━━ INPUT ROWS

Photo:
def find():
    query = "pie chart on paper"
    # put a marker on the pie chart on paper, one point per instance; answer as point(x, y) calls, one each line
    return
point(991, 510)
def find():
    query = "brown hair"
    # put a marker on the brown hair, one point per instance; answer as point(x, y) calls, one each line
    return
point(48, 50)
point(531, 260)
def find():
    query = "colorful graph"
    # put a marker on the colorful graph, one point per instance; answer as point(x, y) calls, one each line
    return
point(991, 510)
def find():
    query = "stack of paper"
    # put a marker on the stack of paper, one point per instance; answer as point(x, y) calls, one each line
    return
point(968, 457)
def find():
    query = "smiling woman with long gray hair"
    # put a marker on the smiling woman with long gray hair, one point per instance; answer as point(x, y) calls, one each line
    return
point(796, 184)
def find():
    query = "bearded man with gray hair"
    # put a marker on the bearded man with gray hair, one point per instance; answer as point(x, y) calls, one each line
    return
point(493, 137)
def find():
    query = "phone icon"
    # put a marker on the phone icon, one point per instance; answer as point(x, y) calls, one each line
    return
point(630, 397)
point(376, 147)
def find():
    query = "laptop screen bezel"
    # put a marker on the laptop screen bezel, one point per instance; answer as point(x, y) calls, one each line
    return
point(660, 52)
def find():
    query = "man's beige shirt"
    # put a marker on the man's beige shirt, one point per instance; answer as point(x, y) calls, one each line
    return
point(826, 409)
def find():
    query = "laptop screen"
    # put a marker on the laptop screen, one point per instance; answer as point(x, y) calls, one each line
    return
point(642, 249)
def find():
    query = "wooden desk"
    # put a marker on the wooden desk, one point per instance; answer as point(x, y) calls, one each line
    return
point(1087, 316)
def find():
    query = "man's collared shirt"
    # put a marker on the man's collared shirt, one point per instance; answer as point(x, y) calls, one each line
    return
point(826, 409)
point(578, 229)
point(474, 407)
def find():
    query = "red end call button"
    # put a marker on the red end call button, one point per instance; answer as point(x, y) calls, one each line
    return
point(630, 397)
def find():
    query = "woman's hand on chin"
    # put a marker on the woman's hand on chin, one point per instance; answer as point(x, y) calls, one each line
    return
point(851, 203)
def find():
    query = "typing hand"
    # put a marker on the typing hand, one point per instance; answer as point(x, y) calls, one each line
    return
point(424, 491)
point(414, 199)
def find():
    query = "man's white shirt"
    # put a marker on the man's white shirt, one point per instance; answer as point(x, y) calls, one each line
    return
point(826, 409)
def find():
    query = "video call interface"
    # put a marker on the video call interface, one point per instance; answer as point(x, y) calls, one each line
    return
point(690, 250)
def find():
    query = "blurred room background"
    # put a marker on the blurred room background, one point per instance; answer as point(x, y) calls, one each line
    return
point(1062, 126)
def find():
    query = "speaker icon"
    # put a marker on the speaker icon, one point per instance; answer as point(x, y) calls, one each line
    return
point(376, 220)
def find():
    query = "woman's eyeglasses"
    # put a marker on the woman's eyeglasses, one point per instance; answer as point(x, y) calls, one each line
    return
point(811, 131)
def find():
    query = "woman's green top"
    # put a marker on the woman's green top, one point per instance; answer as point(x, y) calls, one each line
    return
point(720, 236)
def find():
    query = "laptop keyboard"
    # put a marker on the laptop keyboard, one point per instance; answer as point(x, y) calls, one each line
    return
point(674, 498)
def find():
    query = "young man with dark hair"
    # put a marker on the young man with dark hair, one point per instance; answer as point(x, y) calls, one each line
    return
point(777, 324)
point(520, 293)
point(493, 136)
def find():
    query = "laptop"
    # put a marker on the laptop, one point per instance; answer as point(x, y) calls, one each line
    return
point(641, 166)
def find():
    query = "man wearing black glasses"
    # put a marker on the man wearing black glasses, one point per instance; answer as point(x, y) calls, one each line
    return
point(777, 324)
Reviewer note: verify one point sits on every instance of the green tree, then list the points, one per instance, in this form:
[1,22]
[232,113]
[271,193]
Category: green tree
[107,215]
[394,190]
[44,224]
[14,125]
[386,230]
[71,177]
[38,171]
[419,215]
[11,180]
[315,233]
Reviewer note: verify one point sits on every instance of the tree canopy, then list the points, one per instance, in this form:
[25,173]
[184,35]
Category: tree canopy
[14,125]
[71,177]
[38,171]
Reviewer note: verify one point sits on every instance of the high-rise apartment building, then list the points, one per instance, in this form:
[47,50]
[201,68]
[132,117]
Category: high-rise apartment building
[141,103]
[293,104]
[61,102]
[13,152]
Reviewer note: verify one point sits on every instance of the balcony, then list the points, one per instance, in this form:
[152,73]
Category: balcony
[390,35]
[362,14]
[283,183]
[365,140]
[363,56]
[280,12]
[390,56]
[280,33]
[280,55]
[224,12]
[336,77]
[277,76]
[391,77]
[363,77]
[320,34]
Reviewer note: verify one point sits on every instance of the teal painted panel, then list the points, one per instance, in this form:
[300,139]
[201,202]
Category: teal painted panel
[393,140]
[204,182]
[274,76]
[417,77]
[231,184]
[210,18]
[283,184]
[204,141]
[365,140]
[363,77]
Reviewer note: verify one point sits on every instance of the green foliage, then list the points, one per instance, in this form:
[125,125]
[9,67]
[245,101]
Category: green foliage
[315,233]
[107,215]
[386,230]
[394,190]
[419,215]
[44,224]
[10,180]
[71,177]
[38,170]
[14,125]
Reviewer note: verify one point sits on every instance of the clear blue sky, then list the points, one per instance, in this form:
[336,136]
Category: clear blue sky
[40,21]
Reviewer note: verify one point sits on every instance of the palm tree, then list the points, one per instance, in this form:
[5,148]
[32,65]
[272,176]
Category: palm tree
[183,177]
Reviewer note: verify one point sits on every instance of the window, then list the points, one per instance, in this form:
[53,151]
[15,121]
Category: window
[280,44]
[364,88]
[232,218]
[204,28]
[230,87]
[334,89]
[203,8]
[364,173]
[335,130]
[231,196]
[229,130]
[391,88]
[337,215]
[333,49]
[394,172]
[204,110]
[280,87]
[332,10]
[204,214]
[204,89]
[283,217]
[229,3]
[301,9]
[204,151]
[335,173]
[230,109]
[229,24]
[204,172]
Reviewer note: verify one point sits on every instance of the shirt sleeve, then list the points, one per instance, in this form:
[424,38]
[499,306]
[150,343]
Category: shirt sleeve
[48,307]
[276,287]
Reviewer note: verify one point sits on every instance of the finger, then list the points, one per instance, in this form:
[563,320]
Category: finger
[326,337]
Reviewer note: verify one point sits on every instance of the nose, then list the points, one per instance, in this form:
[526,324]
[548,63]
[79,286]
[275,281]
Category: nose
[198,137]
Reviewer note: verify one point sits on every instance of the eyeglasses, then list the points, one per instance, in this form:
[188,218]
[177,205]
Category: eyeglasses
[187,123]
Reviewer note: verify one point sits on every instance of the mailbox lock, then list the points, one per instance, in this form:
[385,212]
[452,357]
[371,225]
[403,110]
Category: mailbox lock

━━━━

Print the material above once more, exactly.

▶ [OUTPUT BELOW]:
Photo:
def find():
    query = "pie chart on paper"
    # put a marker on the pie chart on paper, one point per instance; answer as point(x, y) calls, one each line
    return
point(991, 510)
def find():
    query = "brown hair"
    # put a marker on the brown hair, one point per instance; answer as point(x, y) calls, one each line
    return
point(48, 50)
point(531, 260)
def find():
    query = "colorful graph"
    # put a marker on the colorful graph, one point per instance; answer as point(x, y) calls, one each line
    return
point(991, 510)
def find():
    query = "stack of paper"
    # put a marker on the stack of paper, one point per instance; answer as point(x, y) calls, one each line
    return
point(968, 457)
def find():
    query = "smiling woman with long gray hair"
    # put a marker on the smiling woman with long gray hair, one point per instance; answer as point(x, y) calls, one each line
    return
point(796, 184)
def find():
    query = "bearded man with gray hair"
    # put a marker on the bearded man with gray hair, one point per instance; answer as point(x, y) calls, one each line
    return
point(493, 137)
def find():
    query = "phone icon"
    # put a marker on the phone icon, one point per instance; answer as point(x, y) calls, one each line
    return
point(630, 397)
point(376, 147)
def find():
    query = "laptop screen bezel"
    # put a marker on the laptop screen bezel, one point per instance; answer as point(x, y) calls, one each line
    return
point(660, 52)
def find():
    query = "man's beige shirt"
    # put a marker on the man's beige shirt, one point per instance; answer as point(x, y) calls, one each line
    return
point(826, 409)
def find():
    query = "laptop screen"
    # put a marker on the laptop screen, one point per instance; answer as point(x, y) calls, one each line
    return
point(642, 249)
def find():
    query = "wooden desk"
    # put a marker on the wooden desk, one point per instance; answer as point(x, y) calls, one each line
    return
point(1087, 316)
def find():
    query = "man's collared shirt"
    # put a marker on the man's collared shirt, one point per instance; answer as point(x, y) calls, one each line
    return
point(826, 409)
point(578, 229)
point(474, 407)
def find():
    query = "red end call button"
    # put a marker on the red end call button, one point per instance; answer as point(x, y) calls, one each line
    return
point(630, 397)
def find():
    query = "woman's hand on chin"
    # put a marker on the woman's hand on chin, one point per instance; answer as point(x, y) calls, one each line
    return
point(851, 203)
def find():
    query = "typing hand"
    # put a marker on the typing hand, one point per instance; answer as point(x, y) calls, one each line
    return
point(424, 491)
point(414, 199)
def find():
    query = "man's white shirt"
    # put a marker on the man's white shirt, one point per instance; answer as point(x, y) calls, one each line
    return
point(826, 409)
def find():
    query = "video call interface"
    # put a marker on the video call interface, one point per instance; answer as point(x, y) calls, one each line
    return
point(690, 250)
def find():
    query = "blurred room background"
    # put a marker on the blurred room background, one point per instance; answer as point(x, y) calls, one each line
    return
point(1062, 126)
def find():
    query = "speaker icon"
    # put a marker on the speaker icon, one point per instance; answer as point(x, y) calls, one each line
    return
point(376, 220)
def find():
    query = "woman's eyeglasses"
    # put a marker on the woman's eyeglasses, one point per instance; answer as point(x, y) calls, one each line
    return
point(811, 131)
def find():
    query = "woman's green top"
    # put a marker on the woman's green top, one point per instance; answer as point(x, y) calls, one each line
    return
point(720, 236)
def find():
    query = "laptop keyboard"
    # put a marker on the laptop keyboard, one point per instance; answer as point(x, y) calls, one each line
    return
point(674, 498)
def find():
    query = "young man with dark hair"
    # put a marker on the young man with dark hair, one point per instance; answer as point(x, y) calls, one each line
    return
point(777, 324)
point(520, 293)
point(493, 136)
def find():
    query = "laptop"
    # put a marker on the laptop, one point per instance; answer as point(x, y) calls, one each line
    return
point(641, 166)
def find():
    query = "man wearing black glasses"
    # put a marker on the man wearing black glasses, one point per instance; answer as point(x, y) calls, one each line
    return
point(777, 324)
Reviewer note: verify one point sits on every instance of the green tree, then list the points, one per instance, in this form:
[1,22]
[232,113]
[271,193]
Category: green tree
[107,215]
[394,190]
[44,224]
[14,125]
[386,230]
[71,177]
[38,171]
[419,215]
[11,180]
[315,233]
Reviewer note: verify one point sits on every instance of the tree canopy, then list the points, one per instance, in this form:
[25,173]
[184,35]
Category: tree canopy
[14,125]
[71,177]
[38,171]
Reviewer note: verify one point sits on every instance of the high-rise apartment building, then list the points, one per instance, in this form:
[47,50]
[201,68]
[132,117]
Category: high-rise apartment building
[141,103]
[293,104]
[61,102]
[13,152]
Reviewer note: verify one point sits on every instance of the balcony, then list the points, one per instance, in this form:
[152,73]
Category: balcony
[390,35]
[362,14]
[283,183]
[365,140]
[363,56]
[280,12]
[390,56]
[280,33]
[280,55]
[224,12]
[336,77]
[277,76]
[391,77]
[363,77]
[320,34]
Reviewer note: verify one point sits on every instance of the teal painted panel, then list the points, one per instance, in this form:
[300,139]
[201,202]
Category: teal painted panel
[393,140]
[204,182]
[274,76]
[417,77]
[231,184]
[210,18]
[283,184]
[204,141]
[365,140]
[363,77]
Reviewer note: verify one point sits on every instance of the green foliage, then list the points, one per instance, in this form:
[125,125]
[9,67]
[245,101]
Category: green foliage
[315,233]
[107,215]
[386,230]
[394,190]
[419,215]
[44,224]
[10,180]
[71,177]
[38,170]
[14,125]
Reviewer note: verify one point sits on every instance of the clear blue sky, then list the points, one per instance, in this form:
[336,136]
Category: clear blue sky
[40,21]
Reviewer note: verify one point sits on every instance of the palm tree, then list the points, one per instance, in this form:
[5,148]
[32,65]
[272,176]
Category: palm tree
[183,177]
Reviewer note: verify one point sits on every instance of the window, then list the points, one per instance, in this form:
[53,151]
[15,121]
Category: window
[280,44]
[364,88]
[232,218]
[204,28]
[230,87]
[334,89]
[203,8]
[364,173]
[335,130]
[231,196]
[229,130]
[391,88]
[337,215]
[333,49]
[394,172]
[204,110]
[280,87]
[332,10]
[204,214]
[204,89]
[283,217]
[229,3]
[301,9]
[204,151]
[335,173]
[230,109]
[229,24]
[204,172]
Reviewer note: verify one point sits on every instance of the shirt sleeve, then list the points, one per instance, in this form:
[424,38]
[499,306]
[150,343]
Category: shirt sleeve
[48,307]
[276,287]
Reviewer note: verify one point sits on every instance of the finger, then list the points, one per instance, in this form:
[563,320]
Category: finger
[326,337]
Reviewer note: verify one point sits on every instance of the nose, then list the points, one per instance, in this form:
[526,324]
[548,63]
[79,286]
[275,281]
Category: nose
[198,137]
Reviewer note: verify one point sits on every instance of the eyeglasses, then list the points, one per instance, in this form:
[188,218]
[177,205]
Category: eyeglasses
[187,123]
Reviewer note: verify one point sits on every instance of the mailbox lock, then list the points, one per instance, in this form:
[385,212]
[452,357]
[371,225]
[403,110]
Category: mailbox lock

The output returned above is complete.